**Instructions for the task**
Reproduce the records from their beginning through the line containing "positive clicks: (685, 509)", including that line, with "clicks" renamed to "points" and nothing else altered. Omit the pictures.

━━━

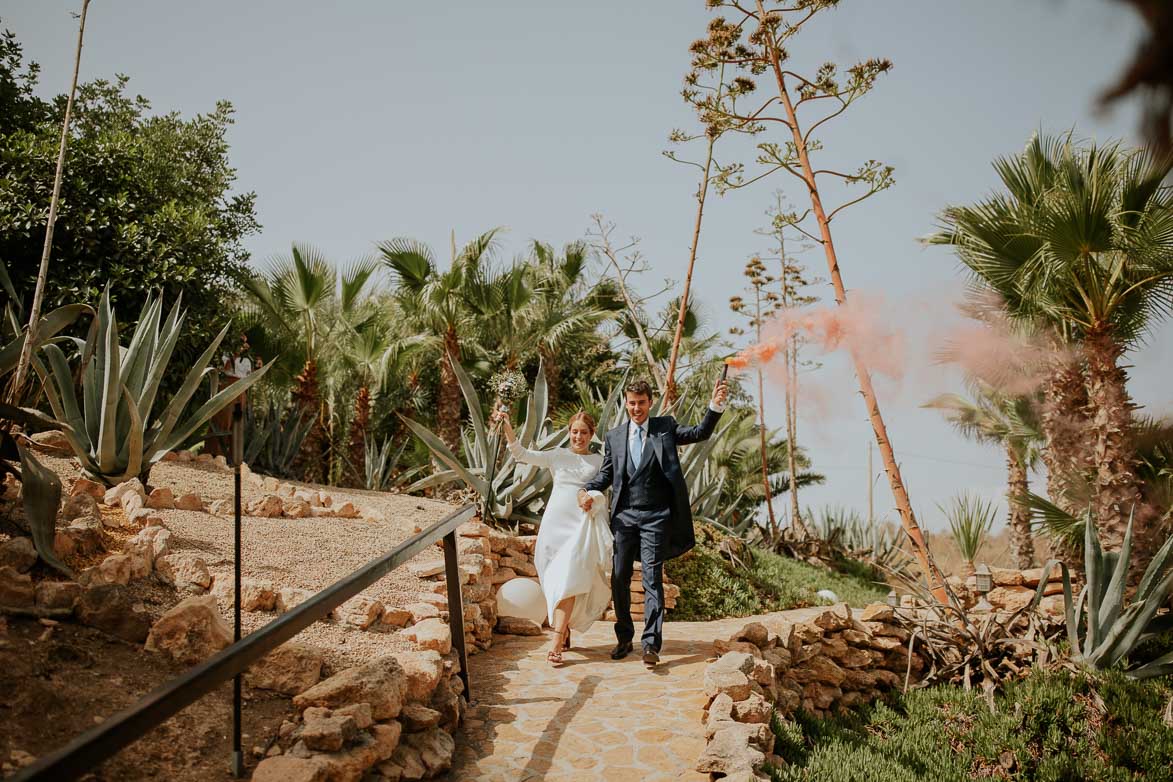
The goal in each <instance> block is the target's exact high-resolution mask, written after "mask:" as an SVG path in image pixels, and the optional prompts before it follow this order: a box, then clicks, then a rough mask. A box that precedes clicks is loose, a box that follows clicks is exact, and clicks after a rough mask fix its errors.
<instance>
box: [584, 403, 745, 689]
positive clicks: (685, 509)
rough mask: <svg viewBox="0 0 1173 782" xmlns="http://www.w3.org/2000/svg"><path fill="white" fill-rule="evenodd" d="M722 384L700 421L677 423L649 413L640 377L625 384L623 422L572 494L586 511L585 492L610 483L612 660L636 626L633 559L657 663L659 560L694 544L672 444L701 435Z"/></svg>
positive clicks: (648, 408)
mask: <svg viewBox="0 0 1173 782" xmlns="http://www.w3.org/2000/svg"><path fill="white" fill-rule="evenodd" d="M726 393H727V390H726V385H725V382H724V381H720V380H719V381H718V382H717V386H716V388H714V389H713V399H712V401H711V402H710V403H708V412H707V413H706V414H705V419H704V420H703V421H701V422H700V424H699V426H696V427H684V426H680V424H678V423H677V422H676V419H673V417H672V416H670V415H663V416H657V417H655V419H653V417H649V414H650V412H651V407H652V388H651V386H649V385H647V382H646V381H644V380H637V381H635V382H631V383H629V385H628V387H626V394H625V400H624V403H625V407H626V410H628V419H629V420H628V421H625V422H623V423H621V424H619V426H618V427H616V428H615V429H611V430H610V431H608V433H606V438H605V441H604V442H605V448H604V450H603V464H602V467H599V470H598V475H596V476H595V477H594V478H591V480H590V481H589V482H587V484H585V485H584V487H583V488H582V490H579V492H578V504H579V506H582V509H583V510H587V511H589V510H590V509H591V506H592V505H594V503H595V498H592V497H591V496H590V492H592V491H603V490H604V489H606V488H608V487H610V488H611V532H612V533H613V535H615V566H613V569H612V571H611V599H612V600H613V603H615V618H616V621H615V635H616V638H617V639H618V641H619V642H618V645H616V647H615V650H612V651H611V659H612V660H622V659H623V658H625V657H626V655H628V654H629V653H630V652H631V641H632V639H633V638H635V634H636V628H635V625H633V624H632V621H631V574H632V571H633V569H635V560H636V557H637V556H638V557H639V562H640V563H643V582H644V634H643V638H642V641H643V653H644V665H646V666H647V667H655V666H656V664H657V662H659V650H660V644H662V641H663V627H664V562H665V560H667V559H672V558H673V557H679V556H680V555H682V553H684V552H685V551H687V550H689V549H691V548H692V546H694V545H696V543H697V539H696V536H694V535H693V531H692V508H691V503H690V502H689V488H687V485H686V484H685V482H684V471H683V470H682V469H680V460H679V457H678V455H677V450H676V449H677V447H678V446H687V444H690V443H696V442H700V441H703V440H708V437H710V436H711V435H712V434H713V430H714V429H716V428H717V422H718V420H720V416H721V413H723V412H724V410H725V397H726Z"/></svg>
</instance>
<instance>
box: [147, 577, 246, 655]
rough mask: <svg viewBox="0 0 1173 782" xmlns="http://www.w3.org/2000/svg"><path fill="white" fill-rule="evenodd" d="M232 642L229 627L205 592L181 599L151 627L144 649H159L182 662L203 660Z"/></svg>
mask: <svg viewBox="0 0 1173 782" xmlns="http://www.w3.org/2000/svg"><path fill="white" fill-rule="evenodd" d="M231 642H232V631H231V630H230V628H229V626H228V623H225V621H224V618H223V617H222V616H221V613H219V608H218V607H217V605H216V598H215V597H212V596H210V594H206V596H202V597H190V598H187V599H185V600H182V601H181V603H179V604H178V605H176V606H175V607H174V608H171V610H170V611H168V612H167V613H164V614H163V616H162V617H160V619H158V621H156V623H155V625H154V626H152V627H151V628H150V634H149V635H148V638H147V651H149V652H161V653H163V654H167V655H168V657H170V658H171V659H172V660H176V661H177V662H182V664H184V665H195V664H197V662H202V661H204V660H205V659H208V658H209V657H211V655H212V654H215V653H216V652H218V651H221V650H222V648H224V647H225V646H229V645H230V644H231Z"/></svg>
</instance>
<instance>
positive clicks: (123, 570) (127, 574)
mask: <svg viewBox="0 0 1173 782" xmlns="http://www.w3.org/2000/svg"><path fill="white" fill-rule="evenodd" d="M135 566H136V562H135V560H134V559H131V558H130V556H129V555H124V553H111V555H110V556H109V557H107V558H106V559H103V560H102V562H101V563H100V564H99V565H97V569H96V571H97V573H96V579H97V580H96V582H95V583H97V584H122V585H126V584H129V583H130V577H131V574H133V571H134V570H135V569H136V567H135Z"/></svg>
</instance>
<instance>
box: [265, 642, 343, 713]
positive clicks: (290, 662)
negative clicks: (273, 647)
mask: <svg viewBox="0 0 1173 782" xmlns="http://www.w3.org/2000/svg"><path fill="white" fill-rule="evenodd" d="M324 660H325V654H324V653H323V651H321V650H319V648H318V647H316V646H311V645H308V644H299V642H297V641H287V642H285V644H283V645H280V646H278V647H277V648H276V650H273V651H272V652H270V653H269V654H266V655H265V657H264V659H262V660H260V661H259V662H256V664H253V666H252V667H251V668H249V673H248V674H246V678H248V681H249V685H250V686H251V687H256V688H257V689H271V691H273V692H278V693H282V694H284V695H300V694H301V693H304V692H305V691H307V689H308V688H310V687H313V686H314V685H316V684H318V682H319V681H320V680H321V665H323V661H324ZM359 727H360V728H365V727H366V726H365V725H360V726H359Z"/></svg>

━━━

**Solution to the exercise**
The goal in each <instance> block is the target's exact high-resolution mask, written after "mask:" as an SVG path in image pixels, and the optional prompts before it follow this order: a box, then points, then a rough mask. A box that precedes points is loose, a box that follows points is exact, and points after a rough mask fix its errors.
<instance>
box: [584, 403, 745, 689]
positive points: (685, 509)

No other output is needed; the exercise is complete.